[DATA Boundary: Start]
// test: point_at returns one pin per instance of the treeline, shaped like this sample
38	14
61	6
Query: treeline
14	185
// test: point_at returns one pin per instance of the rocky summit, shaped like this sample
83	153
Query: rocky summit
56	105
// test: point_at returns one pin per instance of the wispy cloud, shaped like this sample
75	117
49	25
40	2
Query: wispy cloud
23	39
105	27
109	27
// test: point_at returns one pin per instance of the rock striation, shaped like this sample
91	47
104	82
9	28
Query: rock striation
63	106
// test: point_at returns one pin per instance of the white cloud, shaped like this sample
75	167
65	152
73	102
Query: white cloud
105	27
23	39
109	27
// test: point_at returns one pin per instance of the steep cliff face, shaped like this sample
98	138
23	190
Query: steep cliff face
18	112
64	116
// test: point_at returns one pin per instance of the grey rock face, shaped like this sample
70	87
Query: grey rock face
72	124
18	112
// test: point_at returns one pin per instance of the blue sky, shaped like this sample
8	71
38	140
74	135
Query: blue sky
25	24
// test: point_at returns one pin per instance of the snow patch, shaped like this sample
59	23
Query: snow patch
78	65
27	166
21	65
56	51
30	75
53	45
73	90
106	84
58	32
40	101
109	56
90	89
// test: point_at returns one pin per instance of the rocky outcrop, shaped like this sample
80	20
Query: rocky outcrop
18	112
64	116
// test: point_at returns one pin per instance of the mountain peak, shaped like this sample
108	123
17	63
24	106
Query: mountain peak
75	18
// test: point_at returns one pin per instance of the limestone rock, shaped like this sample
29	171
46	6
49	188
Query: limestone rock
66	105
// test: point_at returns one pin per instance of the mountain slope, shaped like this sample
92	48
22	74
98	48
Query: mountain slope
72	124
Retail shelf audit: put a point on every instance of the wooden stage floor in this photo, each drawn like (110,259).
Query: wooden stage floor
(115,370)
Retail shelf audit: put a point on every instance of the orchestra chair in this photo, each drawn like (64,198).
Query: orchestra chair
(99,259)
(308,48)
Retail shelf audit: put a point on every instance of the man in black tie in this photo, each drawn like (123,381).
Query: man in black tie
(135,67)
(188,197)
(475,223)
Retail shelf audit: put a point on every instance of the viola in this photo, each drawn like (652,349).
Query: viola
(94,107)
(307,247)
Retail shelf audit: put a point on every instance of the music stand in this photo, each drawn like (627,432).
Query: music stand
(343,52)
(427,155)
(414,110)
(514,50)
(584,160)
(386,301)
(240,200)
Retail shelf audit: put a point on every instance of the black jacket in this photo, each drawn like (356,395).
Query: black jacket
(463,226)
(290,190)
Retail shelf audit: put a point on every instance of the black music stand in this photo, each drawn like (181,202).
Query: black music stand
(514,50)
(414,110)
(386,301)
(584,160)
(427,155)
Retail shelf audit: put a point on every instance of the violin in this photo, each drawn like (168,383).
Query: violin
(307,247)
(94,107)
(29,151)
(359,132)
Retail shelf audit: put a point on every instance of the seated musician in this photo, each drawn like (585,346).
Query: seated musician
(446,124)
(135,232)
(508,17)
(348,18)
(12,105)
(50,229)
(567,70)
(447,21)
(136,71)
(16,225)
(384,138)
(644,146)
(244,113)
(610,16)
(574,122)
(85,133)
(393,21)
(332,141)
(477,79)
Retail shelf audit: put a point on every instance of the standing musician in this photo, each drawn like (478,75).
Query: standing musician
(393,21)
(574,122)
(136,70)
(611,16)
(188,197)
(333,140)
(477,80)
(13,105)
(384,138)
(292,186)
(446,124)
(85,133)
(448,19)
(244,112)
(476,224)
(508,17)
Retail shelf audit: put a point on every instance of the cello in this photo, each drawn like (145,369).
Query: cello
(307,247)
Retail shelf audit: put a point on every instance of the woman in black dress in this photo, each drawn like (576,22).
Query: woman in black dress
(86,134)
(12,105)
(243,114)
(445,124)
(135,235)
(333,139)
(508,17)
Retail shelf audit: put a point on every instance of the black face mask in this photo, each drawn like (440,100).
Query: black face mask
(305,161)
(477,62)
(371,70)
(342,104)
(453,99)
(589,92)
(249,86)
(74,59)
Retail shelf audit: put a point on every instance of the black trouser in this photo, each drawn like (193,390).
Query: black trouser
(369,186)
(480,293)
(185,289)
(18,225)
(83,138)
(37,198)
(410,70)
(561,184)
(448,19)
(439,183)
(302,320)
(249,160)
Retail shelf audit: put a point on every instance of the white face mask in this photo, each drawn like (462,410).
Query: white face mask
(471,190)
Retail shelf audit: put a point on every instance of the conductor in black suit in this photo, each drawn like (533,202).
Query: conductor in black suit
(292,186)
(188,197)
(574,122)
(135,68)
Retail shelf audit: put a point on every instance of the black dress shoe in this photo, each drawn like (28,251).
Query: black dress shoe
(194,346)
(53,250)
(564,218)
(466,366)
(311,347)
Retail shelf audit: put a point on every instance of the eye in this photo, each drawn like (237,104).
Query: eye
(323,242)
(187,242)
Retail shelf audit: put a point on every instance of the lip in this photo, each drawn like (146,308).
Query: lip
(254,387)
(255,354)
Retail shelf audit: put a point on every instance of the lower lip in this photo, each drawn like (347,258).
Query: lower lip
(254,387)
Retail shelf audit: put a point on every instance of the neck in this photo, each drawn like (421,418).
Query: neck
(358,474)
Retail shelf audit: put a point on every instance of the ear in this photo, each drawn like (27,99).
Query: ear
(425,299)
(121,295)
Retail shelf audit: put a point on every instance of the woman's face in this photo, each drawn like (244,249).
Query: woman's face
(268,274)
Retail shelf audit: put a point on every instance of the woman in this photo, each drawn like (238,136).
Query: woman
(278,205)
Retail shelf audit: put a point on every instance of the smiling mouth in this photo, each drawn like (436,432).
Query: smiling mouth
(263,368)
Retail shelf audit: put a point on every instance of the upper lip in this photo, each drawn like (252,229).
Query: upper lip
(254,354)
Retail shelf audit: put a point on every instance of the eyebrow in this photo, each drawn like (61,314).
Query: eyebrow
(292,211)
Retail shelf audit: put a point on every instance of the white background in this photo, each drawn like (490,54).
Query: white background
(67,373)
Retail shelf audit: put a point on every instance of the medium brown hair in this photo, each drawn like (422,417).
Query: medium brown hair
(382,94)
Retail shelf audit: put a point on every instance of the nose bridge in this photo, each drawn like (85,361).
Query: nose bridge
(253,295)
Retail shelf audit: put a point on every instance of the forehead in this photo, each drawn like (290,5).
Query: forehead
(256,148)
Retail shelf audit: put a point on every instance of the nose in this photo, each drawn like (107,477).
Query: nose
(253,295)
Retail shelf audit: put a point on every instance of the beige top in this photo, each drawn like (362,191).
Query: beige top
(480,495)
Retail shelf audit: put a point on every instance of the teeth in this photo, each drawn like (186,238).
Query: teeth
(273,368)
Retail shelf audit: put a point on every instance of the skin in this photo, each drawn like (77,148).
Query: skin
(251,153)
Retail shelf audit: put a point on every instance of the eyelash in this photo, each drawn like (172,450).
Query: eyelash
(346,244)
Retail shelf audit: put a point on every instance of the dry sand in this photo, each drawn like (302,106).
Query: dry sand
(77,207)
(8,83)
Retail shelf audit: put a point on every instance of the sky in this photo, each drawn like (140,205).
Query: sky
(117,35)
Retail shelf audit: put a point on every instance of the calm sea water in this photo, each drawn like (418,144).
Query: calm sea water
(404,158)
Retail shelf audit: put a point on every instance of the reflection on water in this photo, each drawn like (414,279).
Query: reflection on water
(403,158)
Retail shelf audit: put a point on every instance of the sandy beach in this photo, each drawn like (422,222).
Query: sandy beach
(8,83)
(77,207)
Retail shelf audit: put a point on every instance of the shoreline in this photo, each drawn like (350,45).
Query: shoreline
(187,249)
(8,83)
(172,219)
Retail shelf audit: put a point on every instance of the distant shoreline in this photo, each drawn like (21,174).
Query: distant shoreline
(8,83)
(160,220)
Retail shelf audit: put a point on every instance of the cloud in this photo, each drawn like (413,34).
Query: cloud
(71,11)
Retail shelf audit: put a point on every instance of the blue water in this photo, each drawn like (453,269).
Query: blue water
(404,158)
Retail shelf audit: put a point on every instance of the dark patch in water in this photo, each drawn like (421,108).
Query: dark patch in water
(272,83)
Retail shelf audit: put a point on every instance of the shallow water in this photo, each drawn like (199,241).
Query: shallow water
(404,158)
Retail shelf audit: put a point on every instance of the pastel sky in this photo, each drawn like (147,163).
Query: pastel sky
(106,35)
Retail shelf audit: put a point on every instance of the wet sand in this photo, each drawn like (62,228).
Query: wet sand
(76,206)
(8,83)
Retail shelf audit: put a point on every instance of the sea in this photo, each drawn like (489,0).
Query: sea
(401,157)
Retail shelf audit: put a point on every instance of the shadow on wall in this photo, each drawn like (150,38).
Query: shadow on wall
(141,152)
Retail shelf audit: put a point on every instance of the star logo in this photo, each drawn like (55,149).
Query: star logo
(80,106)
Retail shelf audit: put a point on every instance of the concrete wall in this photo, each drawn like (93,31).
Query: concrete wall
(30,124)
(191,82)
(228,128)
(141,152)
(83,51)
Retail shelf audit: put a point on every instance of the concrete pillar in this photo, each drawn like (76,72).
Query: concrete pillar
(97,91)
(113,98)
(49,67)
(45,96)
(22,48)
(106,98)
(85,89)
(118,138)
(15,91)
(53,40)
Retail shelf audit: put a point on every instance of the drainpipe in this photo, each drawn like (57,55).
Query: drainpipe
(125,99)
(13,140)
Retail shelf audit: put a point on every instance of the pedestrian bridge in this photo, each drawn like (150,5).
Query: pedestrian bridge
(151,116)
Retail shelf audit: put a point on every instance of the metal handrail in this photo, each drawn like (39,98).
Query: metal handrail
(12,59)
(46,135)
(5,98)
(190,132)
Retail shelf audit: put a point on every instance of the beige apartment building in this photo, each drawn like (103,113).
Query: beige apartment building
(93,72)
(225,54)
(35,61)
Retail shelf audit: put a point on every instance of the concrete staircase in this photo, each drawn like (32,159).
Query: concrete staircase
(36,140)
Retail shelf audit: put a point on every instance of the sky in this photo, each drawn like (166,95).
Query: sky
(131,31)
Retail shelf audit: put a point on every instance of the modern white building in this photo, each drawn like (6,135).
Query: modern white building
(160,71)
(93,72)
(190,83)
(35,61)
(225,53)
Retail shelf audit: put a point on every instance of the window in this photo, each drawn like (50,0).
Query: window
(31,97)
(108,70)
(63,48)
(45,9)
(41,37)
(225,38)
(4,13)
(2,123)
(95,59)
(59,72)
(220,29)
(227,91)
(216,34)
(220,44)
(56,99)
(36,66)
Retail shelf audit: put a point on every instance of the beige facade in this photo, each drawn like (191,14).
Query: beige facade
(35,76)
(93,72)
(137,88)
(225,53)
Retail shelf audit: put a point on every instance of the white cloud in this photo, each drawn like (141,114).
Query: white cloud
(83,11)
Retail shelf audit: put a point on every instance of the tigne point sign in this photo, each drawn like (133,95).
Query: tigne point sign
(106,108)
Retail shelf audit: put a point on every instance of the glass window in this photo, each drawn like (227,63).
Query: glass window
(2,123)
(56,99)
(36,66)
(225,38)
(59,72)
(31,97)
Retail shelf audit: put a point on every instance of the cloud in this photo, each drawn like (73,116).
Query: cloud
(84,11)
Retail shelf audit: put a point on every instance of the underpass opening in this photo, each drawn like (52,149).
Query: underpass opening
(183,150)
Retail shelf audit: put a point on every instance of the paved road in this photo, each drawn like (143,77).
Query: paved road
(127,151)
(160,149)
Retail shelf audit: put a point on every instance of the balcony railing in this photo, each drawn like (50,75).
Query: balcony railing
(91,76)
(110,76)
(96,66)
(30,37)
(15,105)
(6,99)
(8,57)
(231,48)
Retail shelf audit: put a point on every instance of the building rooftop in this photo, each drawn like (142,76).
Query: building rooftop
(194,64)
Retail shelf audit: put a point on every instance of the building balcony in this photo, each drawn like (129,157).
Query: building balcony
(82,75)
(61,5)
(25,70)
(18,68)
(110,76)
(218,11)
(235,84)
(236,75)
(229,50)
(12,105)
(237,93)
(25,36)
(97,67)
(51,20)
[DATA Boundary: End]
WORK ITEM → Could you restate, word for word, the lines above from the one with "drawn like (478,75)." to the one with "drawn like (440,100).", both included?

RESULT BELOW →
Retail shelf audit: put a point on every instance of the standing musician in this photo, each drawn like (478,75).
Query: standing musician
(393,21)
(574,122)
(136,70)
(611,16)
(188,197)
(333,140)
(477,80)
(13,105)
(384,138)
(292,186)
(446,124)
(85,133)
(448,19)
(244,112)
(476,224)
(508,17)
Retail shelf audit: put a point on every instance of the cello in this photo, each drawn like (145,369).
Query: cello
(307,247)
Retail shelf audit: put a point on every instance of the woman in black dress in this photo, each drawn like (576,22).
Query: woman in black dress
(86,134)
(12,105)
(243,114)
(445,124)
(135,235)
(333,139)
(508,17)
Retail shelf audit: put a point on every instance of the black face mask in this photo, each drawn like (440,100).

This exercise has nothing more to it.